>>>

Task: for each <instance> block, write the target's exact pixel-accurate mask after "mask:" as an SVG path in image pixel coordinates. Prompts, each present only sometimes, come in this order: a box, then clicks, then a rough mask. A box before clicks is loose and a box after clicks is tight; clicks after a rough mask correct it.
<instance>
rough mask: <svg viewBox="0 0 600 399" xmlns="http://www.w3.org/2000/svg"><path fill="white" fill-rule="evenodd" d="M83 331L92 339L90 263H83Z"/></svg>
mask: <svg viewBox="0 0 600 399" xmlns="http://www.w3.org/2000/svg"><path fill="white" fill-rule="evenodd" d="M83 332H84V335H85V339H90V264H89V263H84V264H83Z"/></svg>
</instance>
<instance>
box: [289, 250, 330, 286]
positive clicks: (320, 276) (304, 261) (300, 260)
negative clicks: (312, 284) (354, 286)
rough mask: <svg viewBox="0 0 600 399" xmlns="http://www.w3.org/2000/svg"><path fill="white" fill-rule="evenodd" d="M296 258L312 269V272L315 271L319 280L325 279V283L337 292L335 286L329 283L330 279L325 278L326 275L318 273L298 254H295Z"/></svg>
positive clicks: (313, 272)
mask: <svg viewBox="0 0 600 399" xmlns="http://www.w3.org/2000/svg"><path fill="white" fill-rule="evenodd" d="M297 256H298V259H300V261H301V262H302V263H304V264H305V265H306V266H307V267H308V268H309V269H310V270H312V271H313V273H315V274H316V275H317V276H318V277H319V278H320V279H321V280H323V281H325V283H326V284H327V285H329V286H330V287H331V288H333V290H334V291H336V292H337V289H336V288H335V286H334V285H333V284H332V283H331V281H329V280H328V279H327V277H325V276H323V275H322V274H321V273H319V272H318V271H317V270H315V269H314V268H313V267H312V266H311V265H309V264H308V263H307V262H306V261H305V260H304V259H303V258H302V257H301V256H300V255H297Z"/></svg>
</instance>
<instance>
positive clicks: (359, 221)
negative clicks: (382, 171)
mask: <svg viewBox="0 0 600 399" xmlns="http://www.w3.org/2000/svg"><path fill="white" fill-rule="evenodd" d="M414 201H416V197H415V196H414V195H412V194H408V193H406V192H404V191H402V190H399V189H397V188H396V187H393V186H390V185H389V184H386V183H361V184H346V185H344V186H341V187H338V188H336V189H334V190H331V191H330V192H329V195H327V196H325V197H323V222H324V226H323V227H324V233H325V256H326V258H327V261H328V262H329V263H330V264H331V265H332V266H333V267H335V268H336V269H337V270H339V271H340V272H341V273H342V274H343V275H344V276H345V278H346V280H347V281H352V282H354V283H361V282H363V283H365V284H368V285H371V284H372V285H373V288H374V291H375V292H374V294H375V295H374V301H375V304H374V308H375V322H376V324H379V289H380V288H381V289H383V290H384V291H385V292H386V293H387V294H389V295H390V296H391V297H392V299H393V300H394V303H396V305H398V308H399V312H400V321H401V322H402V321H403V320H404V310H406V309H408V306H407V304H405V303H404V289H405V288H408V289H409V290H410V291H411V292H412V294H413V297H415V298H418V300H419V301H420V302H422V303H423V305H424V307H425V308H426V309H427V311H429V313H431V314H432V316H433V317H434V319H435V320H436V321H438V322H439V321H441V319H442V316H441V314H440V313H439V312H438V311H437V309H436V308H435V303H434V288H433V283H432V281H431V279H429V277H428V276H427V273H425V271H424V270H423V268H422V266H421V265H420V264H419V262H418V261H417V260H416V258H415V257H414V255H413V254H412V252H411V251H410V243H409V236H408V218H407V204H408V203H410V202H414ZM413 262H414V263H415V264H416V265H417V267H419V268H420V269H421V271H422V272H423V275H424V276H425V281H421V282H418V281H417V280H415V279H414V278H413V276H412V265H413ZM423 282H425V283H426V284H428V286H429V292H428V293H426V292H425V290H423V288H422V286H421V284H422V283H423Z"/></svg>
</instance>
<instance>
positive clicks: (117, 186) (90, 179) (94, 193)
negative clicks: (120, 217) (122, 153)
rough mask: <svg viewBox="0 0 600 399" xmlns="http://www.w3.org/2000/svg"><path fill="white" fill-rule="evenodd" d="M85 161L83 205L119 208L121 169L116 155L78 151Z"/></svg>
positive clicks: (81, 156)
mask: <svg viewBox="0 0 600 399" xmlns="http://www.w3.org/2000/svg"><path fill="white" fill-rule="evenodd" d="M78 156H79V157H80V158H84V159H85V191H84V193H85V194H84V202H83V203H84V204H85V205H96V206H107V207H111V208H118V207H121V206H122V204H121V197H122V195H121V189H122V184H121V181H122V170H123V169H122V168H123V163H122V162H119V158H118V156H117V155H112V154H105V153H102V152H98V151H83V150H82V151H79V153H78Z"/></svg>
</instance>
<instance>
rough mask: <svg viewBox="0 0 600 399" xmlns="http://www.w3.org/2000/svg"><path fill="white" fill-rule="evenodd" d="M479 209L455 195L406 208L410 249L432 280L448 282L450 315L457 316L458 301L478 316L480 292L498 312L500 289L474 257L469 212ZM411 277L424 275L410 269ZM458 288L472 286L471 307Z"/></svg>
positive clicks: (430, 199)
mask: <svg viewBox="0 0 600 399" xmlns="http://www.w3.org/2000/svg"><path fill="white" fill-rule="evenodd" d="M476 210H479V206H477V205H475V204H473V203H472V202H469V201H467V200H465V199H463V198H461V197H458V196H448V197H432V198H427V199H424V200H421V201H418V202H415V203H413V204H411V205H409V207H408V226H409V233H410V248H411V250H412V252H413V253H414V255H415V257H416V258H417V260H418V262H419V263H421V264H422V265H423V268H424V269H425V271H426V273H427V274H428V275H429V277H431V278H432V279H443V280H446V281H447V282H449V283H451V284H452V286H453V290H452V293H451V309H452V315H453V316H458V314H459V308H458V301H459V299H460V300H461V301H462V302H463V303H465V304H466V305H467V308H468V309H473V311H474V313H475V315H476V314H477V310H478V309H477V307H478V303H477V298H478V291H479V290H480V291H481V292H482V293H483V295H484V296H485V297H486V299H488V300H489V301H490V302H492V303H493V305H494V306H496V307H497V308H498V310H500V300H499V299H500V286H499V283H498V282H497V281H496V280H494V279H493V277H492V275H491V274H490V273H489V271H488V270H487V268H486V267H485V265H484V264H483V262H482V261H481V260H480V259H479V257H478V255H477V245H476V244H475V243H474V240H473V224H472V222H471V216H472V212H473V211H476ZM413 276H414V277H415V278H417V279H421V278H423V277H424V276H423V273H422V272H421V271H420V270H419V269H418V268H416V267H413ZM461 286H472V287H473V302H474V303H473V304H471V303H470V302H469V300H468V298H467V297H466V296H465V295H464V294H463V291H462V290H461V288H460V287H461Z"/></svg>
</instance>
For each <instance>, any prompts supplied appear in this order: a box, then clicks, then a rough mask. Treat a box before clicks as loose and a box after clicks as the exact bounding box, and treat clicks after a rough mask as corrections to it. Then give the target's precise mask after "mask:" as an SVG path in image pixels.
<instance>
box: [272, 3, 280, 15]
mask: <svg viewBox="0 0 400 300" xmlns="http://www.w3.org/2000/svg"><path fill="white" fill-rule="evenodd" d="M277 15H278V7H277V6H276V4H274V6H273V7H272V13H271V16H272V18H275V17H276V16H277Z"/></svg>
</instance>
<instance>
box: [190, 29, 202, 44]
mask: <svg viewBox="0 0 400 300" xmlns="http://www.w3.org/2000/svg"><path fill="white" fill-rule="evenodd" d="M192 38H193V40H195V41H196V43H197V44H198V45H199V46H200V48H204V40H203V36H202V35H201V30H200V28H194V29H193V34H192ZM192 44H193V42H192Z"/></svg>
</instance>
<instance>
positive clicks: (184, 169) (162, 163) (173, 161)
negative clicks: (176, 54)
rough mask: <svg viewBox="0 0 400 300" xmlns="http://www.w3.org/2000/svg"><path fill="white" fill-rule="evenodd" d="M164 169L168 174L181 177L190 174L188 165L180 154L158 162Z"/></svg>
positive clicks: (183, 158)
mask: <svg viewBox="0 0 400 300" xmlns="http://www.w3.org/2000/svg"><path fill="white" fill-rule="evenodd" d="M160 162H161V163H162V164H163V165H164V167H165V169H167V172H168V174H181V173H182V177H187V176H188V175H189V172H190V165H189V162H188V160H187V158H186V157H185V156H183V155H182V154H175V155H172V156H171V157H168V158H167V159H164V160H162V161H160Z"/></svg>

<<<

- TASK TO COMPLETE
Repeat, word for word, the lines from the start of the records to the line that contains "negative clicks: (312, 284) (354, 286)", both of them included, and no others.

- RESPONSE BELOW
Task: for each <instance> block, write the target's exact pixel-accurate mask after "mask:" as an SVG path in image pixel coordinates. Prompts, each present only sometimes, come in this order: a box, then clicks, then a rough mask. A box before clicks is loose and a box after clicks is tight; clicks after a rough mask correct it.
<instance>
rough mask: <svg viewBox="0 0 600 399" xmlns="http://www.w3.org/2000/svg"><path fill="white" fill-rule="evenodd" d="M83 331L92 339L90 263H83Z"/></svg>
mask: <svg viewBox="0 0 600 399" xmlns="http://www.w3.org/2000/svg"><path fill="white" fill-rule="evenodd" d="M83 332H84V335H85V339H90V264H89V263H84V264H83Z"/></svg>
</instance>
<instance>
box: [289, 250, 330, 286]
positive clicks: (320, 276) (304, 261) (300, 260)
negative clicks: (312, 284) (354, 286)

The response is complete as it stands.